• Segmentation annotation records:

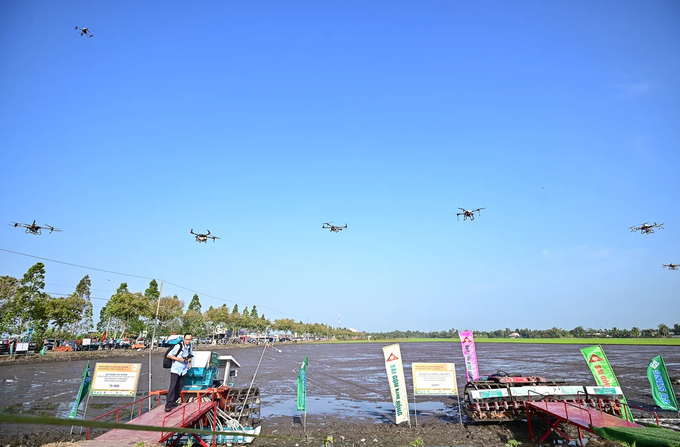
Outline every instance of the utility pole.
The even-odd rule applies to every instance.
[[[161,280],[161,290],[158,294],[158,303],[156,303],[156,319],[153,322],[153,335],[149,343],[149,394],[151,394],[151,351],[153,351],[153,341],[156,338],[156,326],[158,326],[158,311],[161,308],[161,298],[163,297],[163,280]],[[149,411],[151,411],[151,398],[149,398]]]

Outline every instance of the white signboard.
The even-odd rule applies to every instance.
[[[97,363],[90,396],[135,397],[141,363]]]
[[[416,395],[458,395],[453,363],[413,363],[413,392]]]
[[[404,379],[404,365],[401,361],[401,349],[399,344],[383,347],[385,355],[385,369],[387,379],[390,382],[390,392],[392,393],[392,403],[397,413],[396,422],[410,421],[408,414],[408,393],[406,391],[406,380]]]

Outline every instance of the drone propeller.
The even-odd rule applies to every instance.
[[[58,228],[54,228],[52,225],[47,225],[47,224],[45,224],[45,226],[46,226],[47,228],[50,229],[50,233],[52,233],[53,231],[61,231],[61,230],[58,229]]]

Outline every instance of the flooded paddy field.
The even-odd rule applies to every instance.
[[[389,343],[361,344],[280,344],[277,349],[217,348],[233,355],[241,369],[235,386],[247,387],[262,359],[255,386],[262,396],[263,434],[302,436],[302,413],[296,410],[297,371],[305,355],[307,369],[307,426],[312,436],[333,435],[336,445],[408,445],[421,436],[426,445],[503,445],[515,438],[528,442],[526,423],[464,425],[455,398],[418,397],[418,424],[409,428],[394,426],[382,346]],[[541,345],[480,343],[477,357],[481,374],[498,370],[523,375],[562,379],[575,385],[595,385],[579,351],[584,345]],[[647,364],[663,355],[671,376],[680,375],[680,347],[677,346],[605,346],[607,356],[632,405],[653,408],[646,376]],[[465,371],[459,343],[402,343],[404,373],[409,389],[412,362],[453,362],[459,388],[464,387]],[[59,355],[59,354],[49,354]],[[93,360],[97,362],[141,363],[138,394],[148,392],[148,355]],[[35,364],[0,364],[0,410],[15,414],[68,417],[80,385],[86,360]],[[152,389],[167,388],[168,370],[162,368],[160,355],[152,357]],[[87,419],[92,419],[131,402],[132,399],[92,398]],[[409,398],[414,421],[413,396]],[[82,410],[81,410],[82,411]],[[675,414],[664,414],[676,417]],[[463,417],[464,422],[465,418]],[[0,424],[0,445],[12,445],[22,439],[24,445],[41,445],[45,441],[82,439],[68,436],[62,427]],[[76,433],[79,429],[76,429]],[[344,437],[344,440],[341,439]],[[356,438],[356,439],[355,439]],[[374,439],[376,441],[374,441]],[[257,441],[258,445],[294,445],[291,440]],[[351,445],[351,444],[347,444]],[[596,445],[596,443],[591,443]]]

---

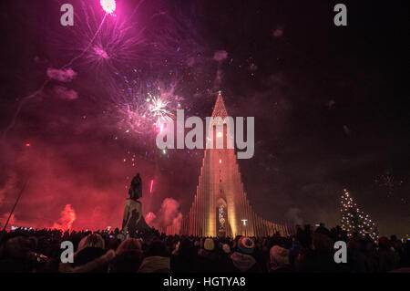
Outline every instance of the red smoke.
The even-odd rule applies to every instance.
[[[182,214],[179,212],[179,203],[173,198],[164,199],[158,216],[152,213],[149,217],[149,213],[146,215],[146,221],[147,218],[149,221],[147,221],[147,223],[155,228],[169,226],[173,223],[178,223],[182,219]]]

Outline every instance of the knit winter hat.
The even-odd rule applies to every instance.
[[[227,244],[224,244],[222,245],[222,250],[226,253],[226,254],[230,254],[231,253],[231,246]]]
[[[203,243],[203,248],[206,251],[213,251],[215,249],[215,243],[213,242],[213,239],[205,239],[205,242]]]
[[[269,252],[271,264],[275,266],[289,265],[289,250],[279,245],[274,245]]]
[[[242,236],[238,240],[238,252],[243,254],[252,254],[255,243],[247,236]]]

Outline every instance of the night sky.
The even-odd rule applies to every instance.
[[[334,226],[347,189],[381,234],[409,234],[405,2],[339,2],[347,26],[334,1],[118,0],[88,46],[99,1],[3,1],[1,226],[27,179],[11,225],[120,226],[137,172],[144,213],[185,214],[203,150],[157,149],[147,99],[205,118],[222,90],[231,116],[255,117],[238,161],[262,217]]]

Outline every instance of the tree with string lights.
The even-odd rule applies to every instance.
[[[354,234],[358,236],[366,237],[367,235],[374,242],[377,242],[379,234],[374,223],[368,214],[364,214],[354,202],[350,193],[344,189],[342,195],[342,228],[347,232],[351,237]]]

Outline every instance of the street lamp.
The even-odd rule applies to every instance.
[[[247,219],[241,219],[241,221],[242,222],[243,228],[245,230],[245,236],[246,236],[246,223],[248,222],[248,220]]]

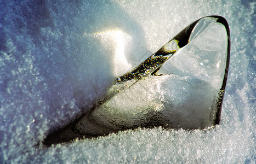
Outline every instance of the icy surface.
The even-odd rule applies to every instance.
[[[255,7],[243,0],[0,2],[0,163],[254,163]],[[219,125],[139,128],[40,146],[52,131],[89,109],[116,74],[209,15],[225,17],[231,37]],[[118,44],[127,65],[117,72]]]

• TASK BRIEF: Count the lines in the records above that contain the string "surface", treating uppercase and lowercase as distinct, and give only the number.

• TASK SOLUTION: 1